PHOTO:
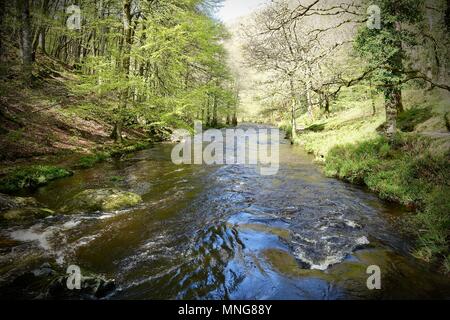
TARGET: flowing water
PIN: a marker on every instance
(225, 232)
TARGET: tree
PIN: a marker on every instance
(24, 18)
(384, 51)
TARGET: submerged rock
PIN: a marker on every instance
(92, 287)
(20, 214)
(9, 202)
(101, 200)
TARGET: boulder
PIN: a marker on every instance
(93, 200)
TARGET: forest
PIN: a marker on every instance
(92, 93)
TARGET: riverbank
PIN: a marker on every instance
(414, 171)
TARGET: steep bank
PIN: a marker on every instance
(51, 123)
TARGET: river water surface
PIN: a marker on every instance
(225, 232)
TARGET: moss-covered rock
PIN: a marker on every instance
(101, 200)
(31, 177)
(20, 209)
(27, 213)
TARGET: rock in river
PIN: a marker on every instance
(93, 200)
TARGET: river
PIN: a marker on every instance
(226, 232)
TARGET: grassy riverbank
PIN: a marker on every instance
(414, 171)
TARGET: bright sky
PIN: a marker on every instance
(233, 9)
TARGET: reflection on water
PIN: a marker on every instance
(224, 232)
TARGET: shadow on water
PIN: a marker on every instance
(224, 232)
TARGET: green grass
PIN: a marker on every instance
(409, 119)
(31, 177)
(408, 172)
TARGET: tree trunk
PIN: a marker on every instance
(391, 106)
(23, 10)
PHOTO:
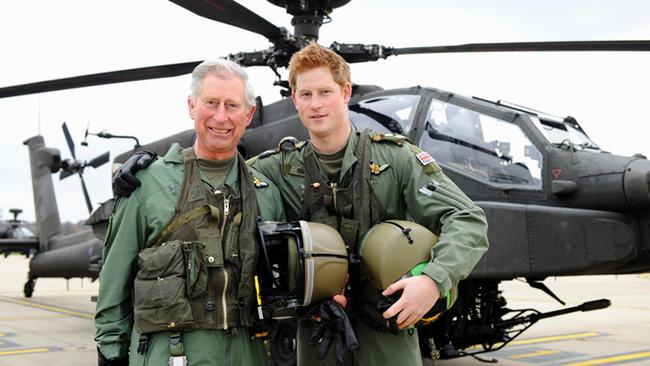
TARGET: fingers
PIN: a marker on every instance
(341, 299)
(399, 285)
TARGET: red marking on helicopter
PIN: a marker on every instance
(556, 173)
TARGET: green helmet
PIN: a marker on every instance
(301, 263)
(396, 249)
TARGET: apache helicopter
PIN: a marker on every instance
(54, 254)
(557, 204)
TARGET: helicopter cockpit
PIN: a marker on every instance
(486, 148)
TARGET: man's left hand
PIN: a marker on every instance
(419, 294)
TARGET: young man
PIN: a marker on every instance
(176, 285)
(352, 180)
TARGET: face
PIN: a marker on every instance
(220, 117)
(322, 103)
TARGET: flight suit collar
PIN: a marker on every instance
(175, 156)
(349, 158)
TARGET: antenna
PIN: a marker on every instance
(39, 116)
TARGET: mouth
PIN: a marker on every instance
(220, 131)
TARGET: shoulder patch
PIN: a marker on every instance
(429, 164)
(258, 183)
(391, 137)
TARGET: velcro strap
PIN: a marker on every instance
(184, 219)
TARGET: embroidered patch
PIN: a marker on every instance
(425, 158)
(376, 168)
(426, 191)
(258, 183)
(173, 190)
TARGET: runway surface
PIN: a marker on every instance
(55, 326)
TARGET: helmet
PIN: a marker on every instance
(301, 263)
(397, 249)
(393, 248)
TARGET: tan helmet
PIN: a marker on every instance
(301, 263)
(392, 248)
(396, 249)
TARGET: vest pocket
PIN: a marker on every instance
(160, 289)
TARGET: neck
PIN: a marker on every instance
(333, 142)
(207, 155)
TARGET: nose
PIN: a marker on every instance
(220, 114)
(315, 102)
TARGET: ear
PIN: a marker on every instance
(347, 92)
(190, 106)
(249, 117)
(293, 98)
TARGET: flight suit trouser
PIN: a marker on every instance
(203, 348)
(375, 347)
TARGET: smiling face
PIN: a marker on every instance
(323, 107)
(220, 116)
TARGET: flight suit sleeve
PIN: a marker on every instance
(269, 199)
(114, 310)
(434, 201)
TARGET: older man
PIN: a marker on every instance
(177, 282)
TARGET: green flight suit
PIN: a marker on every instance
(407, 188)
(137, 220)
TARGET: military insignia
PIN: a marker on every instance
(258, 183)
(173, 190)
(425, 158)
(433, 185)
(376, 168)
(425, 191)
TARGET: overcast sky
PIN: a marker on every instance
(41, 40)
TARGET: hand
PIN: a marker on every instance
(419, 294)
(340, 297)
(124, 181)
(102, 361)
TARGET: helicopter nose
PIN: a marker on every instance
(636, 182)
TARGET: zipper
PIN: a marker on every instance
(223, 298)
(334, 186)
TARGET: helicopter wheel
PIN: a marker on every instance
(28, 289)
(283, 344)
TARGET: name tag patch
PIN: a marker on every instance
(425, 158)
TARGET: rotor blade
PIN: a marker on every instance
(68, 139)
(86, 196)
(111, 77)
(65, 173)
(100, 160)
(640, 45)
(232, 13)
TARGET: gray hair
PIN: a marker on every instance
(221, 67)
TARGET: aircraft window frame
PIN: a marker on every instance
(492, 150)
(394, 113)
(571, 138)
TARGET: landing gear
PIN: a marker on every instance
(28, 289)
(283, 344)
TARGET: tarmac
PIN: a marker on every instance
(55, 326)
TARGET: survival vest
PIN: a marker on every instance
(198, 272)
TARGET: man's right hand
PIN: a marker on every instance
(124, 181)
(102, 361)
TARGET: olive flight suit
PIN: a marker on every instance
(136, 222)
(400, 182)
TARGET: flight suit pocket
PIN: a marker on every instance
(231, 251)
(160, 298)
(196, 269)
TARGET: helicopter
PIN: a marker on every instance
(53, 253)
(524, 167)
(16, 231)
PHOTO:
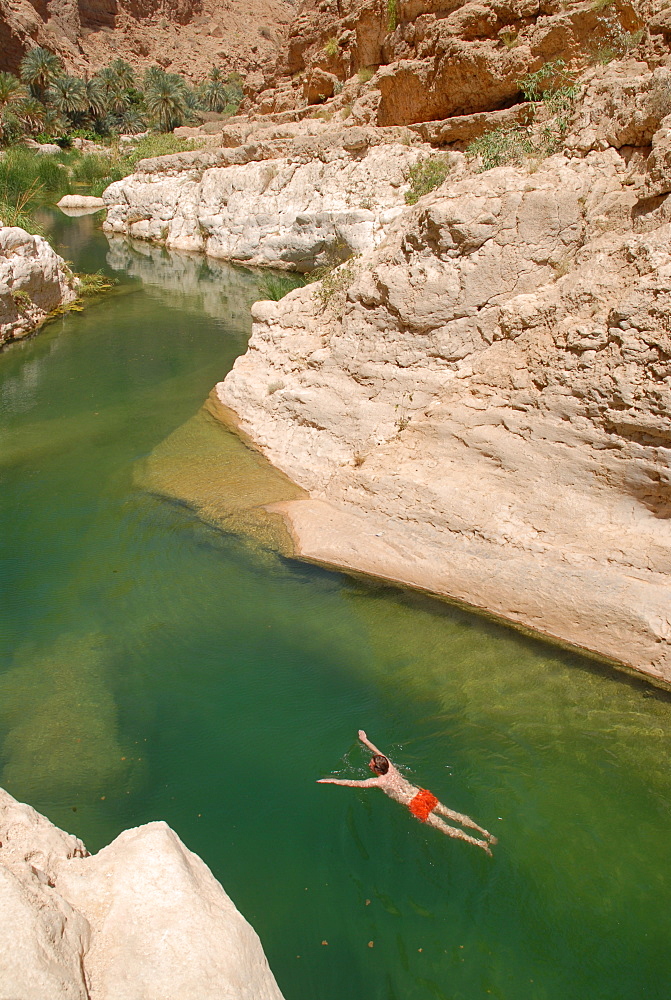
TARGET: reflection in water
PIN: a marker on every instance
(206, 466)
(59, 722)
(229, 681)
(188, 280)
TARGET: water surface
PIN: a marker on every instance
(157, 666)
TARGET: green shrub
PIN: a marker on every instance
(502, 145)
(15, 215)
(94, 284)
(276, 286)
(426, 176)
(22, 300)
(91, 167)
(334, 281)
(549, 79)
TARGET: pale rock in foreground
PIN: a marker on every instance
(144, 919)
(296, 203)
(485, 409)
(34, 281)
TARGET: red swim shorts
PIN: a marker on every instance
(423, 804)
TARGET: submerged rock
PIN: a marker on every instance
(80, 204)
(144, 919)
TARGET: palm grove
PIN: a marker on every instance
(45, 102)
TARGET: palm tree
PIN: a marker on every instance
(12, 95)
(114, 93)
(166, 100)
(215, 96)
(32, 114)
(38, 69)
(95, 98)
(67, 94)
(124, 74)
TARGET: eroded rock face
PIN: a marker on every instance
(299, 202)
(143, 918)
(415, 61)
(186, 36)
(34, 281)
(486, 411)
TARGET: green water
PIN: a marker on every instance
(154, 666)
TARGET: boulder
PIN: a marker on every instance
(144, 919)
(34, 281)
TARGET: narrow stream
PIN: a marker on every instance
(157, 666)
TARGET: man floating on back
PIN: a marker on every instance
(421, 803)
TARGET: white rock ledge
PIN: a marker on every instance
(484, 409)
(144, 919)
(285, 206)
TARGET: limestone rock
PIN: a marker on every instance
(185, 36)
(34, 280)
(144, 919)
(297, 202)
(484, 409)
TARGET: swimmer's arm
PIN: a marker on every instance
(371, 746)
(365, 783)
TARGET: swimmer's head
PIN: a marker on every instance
(378, 764)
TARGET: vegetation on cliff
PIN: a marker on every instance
(47, 104)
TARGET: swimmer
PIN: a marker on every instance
(421, 803)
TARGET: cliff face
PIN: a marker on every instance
(183, 36)
(409, 61)
(143, 917)
(298, 197)
(480, 403)
(485, 412)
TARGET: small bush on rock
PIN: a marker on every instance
(276, 286)
(501, 146)
(426, 176)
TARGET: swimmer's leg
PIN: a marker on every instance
(465, 821)
(451, 831)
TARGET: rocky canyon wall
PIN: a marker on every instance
(143, 917)
(478, 402)
(182, 36)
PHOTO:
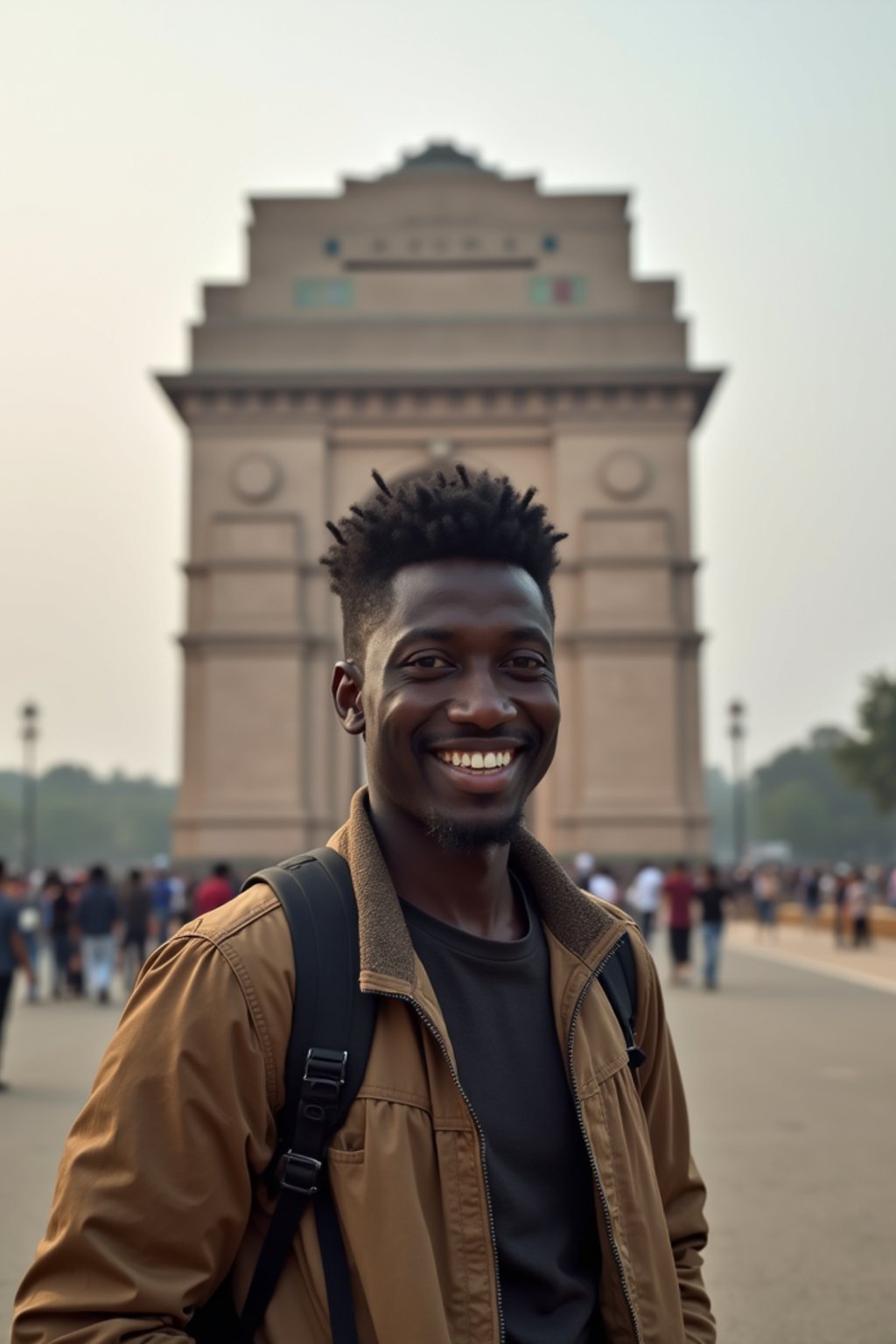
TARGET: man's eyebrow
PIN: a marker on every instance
(426, 632)
(528, 632)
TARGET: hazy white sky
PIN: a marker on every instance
(758, 138)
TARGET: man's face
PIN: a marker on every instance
(458, 699)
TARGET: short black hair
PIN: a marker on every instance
(433, 518)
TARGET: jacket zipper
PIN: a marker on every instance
(439, 1040)
(587, 1141)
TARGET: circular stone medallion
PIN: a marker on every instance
(625, 474)
(256, 478)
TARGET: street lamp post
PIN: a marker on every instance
(738, 732)
(30, 715)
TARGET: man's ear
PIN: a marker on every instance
(346, 689)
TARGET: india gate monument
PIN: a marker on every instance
(439, 312)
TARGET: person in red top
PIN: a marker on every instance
(214, 892)
(680, 892)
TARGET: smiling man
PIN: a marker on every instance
(502, 1175)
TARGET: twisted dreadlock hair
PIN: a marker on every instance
(433, 518)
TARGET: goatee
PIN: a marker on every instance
(474, 836)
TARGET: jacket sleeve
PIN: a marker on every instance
(680, 1181)
(155, 1184)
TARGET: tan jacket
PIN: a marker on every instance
(158, 1187)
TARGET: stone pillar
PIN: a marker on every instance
(627, 779)
(258, 774)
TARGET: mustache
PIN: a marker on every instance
(444, 741)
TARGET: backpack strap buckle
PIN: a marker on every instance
(321, 1083)
(298, 1173)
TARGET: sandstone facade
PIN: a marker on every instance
(442, 312)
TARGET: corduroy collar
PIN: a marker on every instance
(575, 920)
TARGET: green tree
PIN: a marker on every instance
(802, 797)
(83, 819)
(870, 760)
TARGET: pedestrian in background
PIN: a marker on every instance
(602, 883)
(680, 892)
(712, 898)
(645, 897)
(841, 878)
(136, 909)
(12, 953)
(858, 907)
(98, 918)
(60, 914)
(30, 928)
(161, 892)
(812, 895)
(766, 892)
(216, 890)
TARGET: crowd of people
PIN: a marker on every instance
(72, 932)
(708, 897)
(77, 929)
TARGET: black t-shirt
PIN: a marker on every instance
(496, 1000)
(710, 900)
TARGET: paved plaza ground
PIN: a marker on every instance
(793, 1098)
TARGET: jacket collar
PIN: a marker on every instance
(577, 920)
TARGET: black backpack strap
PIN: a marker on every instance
(328, 1050)
(620, 984)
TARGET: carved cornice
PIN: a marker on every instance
(687, 640)
(256, 641)
(409, 398)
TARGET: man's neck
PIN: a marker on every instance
(469, 890)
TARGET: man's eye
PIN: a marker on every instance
(526, 662)
(427, 662)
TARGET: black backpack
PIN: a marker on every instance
(328, 1050)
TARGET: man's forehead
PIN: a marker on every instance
(476, 591)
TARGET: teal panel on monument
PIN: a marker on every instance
(557, 290)
(324, 293)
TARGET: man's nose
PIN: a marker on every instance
(480, 701)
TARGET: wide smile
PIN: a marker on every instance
(480, 772)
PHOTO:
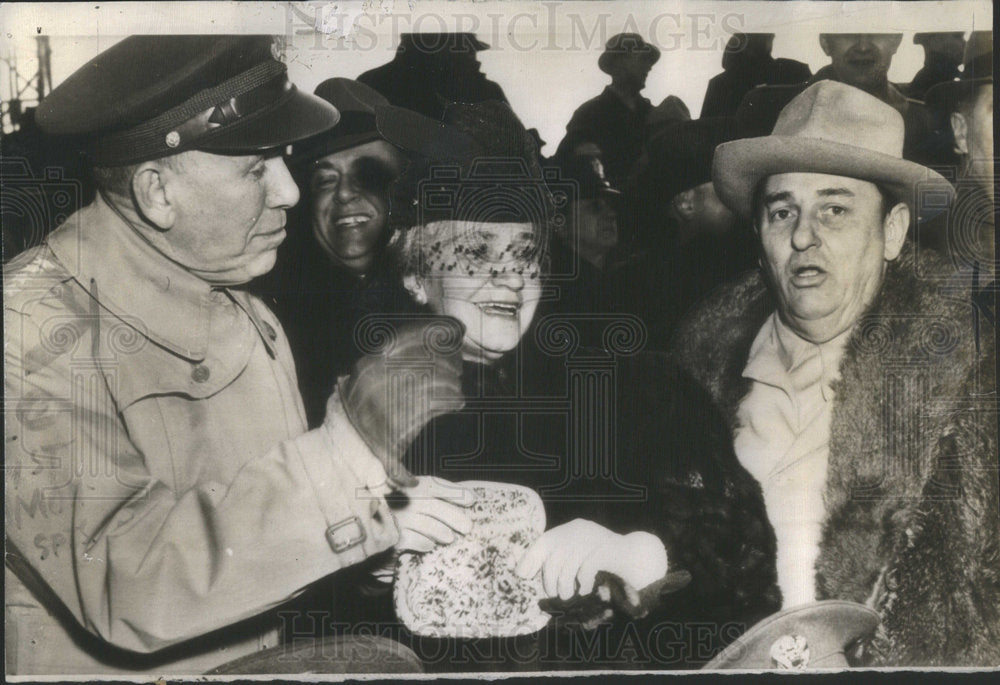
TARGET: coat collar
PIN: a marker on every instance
(129, 278)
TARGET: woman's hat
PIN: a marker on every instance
(623, 44)
(478, 164)
(813, 635)
(829, 128)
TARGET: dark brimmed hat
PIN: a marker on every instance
(977, 70)
(148, 97)
(680, 156)
(809, 636)
(830, 128)
(427, 43)
(478, 164)
(357, 104)
(623, 44)
(587, 174)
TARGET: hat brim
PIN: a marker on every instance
(608, 57)
(740, 165)
(948, 93)
(328, 143)
(422, 135)
(294, 117)
(845, 622)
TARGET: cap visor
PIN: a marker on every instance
(296, 116)
(739, 165)
(416, 133)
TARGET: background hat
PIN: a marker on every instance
(479, 164)
(977, 69)
(809, 636)
(356, 103)
(680, 156)
(623, 44)
(830, 128)
(440, 42)
(151, 96)
(746, 47)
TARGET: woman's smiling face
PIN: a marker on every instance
(486, 275)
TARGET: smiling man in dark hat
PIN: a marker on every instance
(826, 366)
(155, 426)
(430, 70)
(613, 124)
(966, 103)
(331, 272)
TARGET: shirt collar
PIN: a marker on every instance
(128, 277)
(778, 351)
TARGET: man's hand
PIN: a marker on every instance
(390, 397)
(570, 556)
(432, 513)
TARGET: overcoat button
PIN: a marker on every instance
(200, 373)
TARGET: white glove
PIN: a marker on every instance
(569, 557)
(432, 515)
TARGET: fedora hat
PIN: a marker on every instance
(829, 128)
(813, 635)
(977, 69)
(623, 44)
(357, 104)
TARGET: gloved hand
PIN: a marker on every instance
(390, 397)
(570, 556)
(431, 513)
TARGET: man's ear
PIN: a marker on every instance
(683, 203)
(960, 130)
(896, 225)
(824, 44)
(416, 289)
(151, 197)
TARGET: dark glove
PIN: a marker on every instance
(389, 397)
(612, 596)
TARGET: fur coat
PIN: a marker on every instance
(911, 526)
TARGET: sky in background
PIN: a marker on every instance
(543, 54)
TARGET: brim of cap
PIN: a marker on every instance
(607, 57)
(739, 165)
(944, 94)
(294, 117)
(847, 622)
(422, 135)
(327, 143)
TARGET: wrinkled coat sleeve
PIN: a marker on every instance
(145, 566)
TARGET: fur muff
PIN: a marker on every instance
(912, 523)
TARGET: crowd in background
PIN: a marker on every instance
(660, 275)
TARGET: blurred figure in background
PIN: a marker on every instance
(699, 242)
(967, 104)
(611, 126)
(747, 63)
(942, 58)
(431, 70)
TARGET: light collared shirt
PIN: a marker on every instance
(783, 439)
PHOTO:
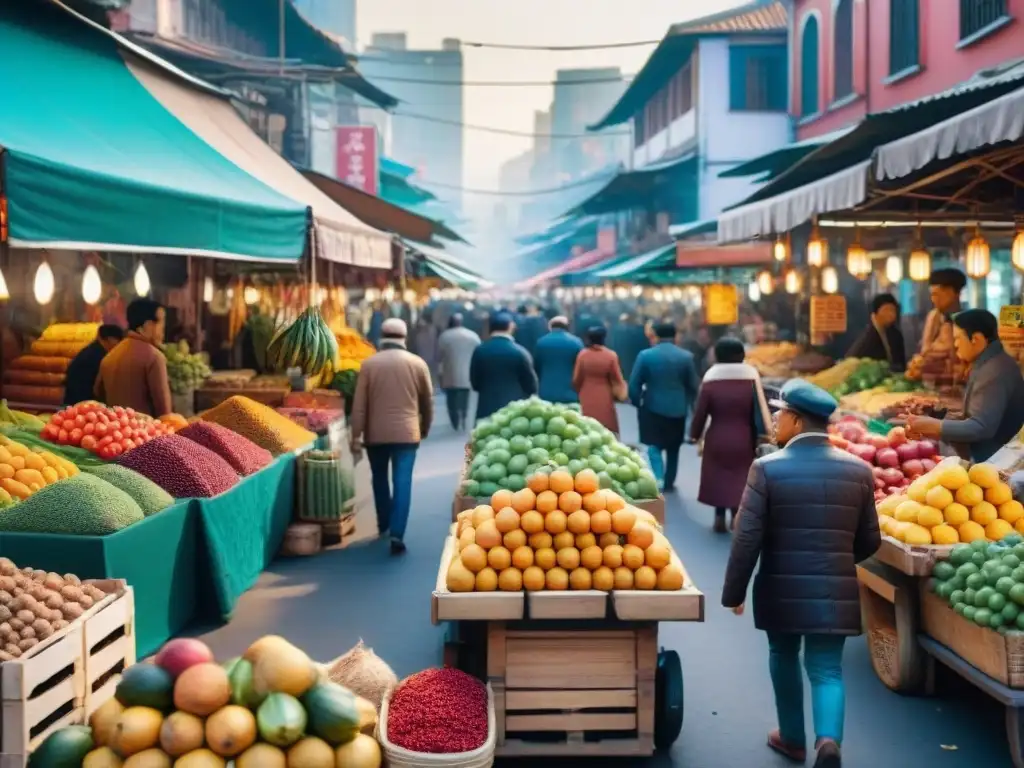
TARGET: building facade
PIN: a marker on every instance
(428, 84)
(850, 58)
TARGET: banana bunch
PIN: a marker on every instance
(19, 418)
(307, 344)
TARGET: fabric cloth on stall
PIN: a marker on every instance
(554, 360)
(731, 414)
(598, 379)
(993, 406)
(134, 375)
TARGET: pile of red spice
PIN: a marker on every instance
(442, 712)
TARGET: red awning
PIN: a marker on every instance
(704, 256)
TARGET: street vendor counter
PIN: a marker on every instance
(188, 563)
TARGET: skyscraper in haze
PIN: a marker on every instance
(335, 16)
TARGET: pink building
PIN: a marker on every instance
(853, 57)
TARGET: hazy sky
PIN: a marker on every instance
(524, 22)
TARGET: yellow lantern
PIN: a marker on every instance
(977, 261)
(780, 250)
(829, 280)
(793, 282)
(817, 251)
(858, 263)
(894, 268)
(920, 265)
(1017, 251)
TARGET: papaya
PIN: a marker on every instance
(64, 749)
(334, 713)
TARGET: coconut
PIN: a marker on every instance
(364, 673)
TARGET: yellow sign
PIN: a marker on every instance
(721, 304)
(827, 314)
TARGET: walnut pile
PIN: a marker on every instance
(34, 604)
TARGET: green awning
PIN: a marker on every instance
(93, 162)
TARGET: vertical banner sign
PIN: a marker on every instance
(356, 157)
(721, 304)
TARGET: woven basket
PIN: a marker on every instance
(395, 757)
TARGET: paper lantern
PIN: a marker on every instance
(977, 260)
(829, 280)
(858, 263)
(894, 268)
(817, 252)
(43, 286)
(919, 268)
(1016, 252)
(781, 250)
(142, 284)
(793, 282)
(92, 287)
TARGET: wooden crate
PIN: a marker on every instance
(65, 679)
(572, 692)
(999, 656)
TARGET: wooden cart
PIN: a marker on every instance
(574, 674)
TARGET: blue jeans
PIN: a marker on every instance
(392, 507)
(823, 662)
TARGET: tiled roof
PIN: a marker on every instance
(763, 15)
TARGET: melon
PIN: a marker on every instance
(202, 689)
(180, 653)
(230, 731)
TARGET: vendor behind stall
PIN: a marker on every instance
(882, 340)
(993, 402)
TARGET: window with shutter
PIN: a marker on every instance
(904, 28)
(809, 69)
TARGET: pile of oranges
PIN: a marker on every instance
(561, 532)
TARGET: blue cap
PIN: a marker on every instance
(805, 397)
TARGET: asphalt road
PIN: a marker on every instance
(327, 603)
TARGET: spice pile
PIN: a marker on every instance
(244, 455)
(260, 424)
(440, 712)
(182, 468)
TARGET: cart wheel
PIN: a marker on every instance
(668, 699)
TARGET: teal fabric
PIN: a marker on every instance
(90, 158)
(243, 529)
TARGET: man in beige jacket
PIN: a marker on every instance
(391, 414)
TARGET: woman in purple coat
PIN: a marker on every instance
(730, 416)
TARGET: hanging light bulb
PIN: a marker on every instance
(858, 263)
(780, 250)
(894, 268)
(977, 261)
(919, 267)
(829, 280)
(43, 286)
(92, 287)
(142, 284)
(793, 282)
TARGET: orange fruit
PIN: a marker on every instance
(569, 502)
(547, 501)
(560, 481)
(523, 501)
(594, 502)
(555, 522)
(586, 481)
(538, 482)
(501, 499)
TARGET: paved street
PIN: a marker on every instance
(328, 603)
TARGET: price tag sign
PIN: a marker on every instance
(827, 314)
(721, 304)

◇ ◇ ◇ ◇ ◇

Task to carry out:
From the listing above, the lines starting with the one that has "TARGET: man floating on back" and running through the one that has "TARGET: swimmer's leg" should be copied exactly, ends included.

Response:
TARGET: man floating on back
PIN: a marker on every instance
(421, 803)
TARGET: white rock ledge
PIN: a marker on every instance
(484, 409)
(144, 919)
(285, 206)
TARGET: limestone rock
PIN: a marker on every instance
(185, 36)
(34, 280)
(144, 919)
(297, 202)
(484, 409)
TARGET: swimmer's arm
PIN: a marker on every instance
(371, 746)
(365, 783)
TARGET: swimmer's head
PIN: a marker on every instance
(378, 764)
TARGET: vegetation on cliff
PIN: a marker on every instance
(47, 104)
TARGET: swimmer
PIN: a marker on every instance
(421, 803)
TARGET: cliff face
PIN: a marker on every instance
(183, 36)
(409, 61)
(143, 917)
(298, 197)
(480, 403)
(485, 412)
TARGET: small bush on rock
PIN: a marker on every instance
(276, 286)
(501, 146)
(426, 176)
TARGET: swimmer's leg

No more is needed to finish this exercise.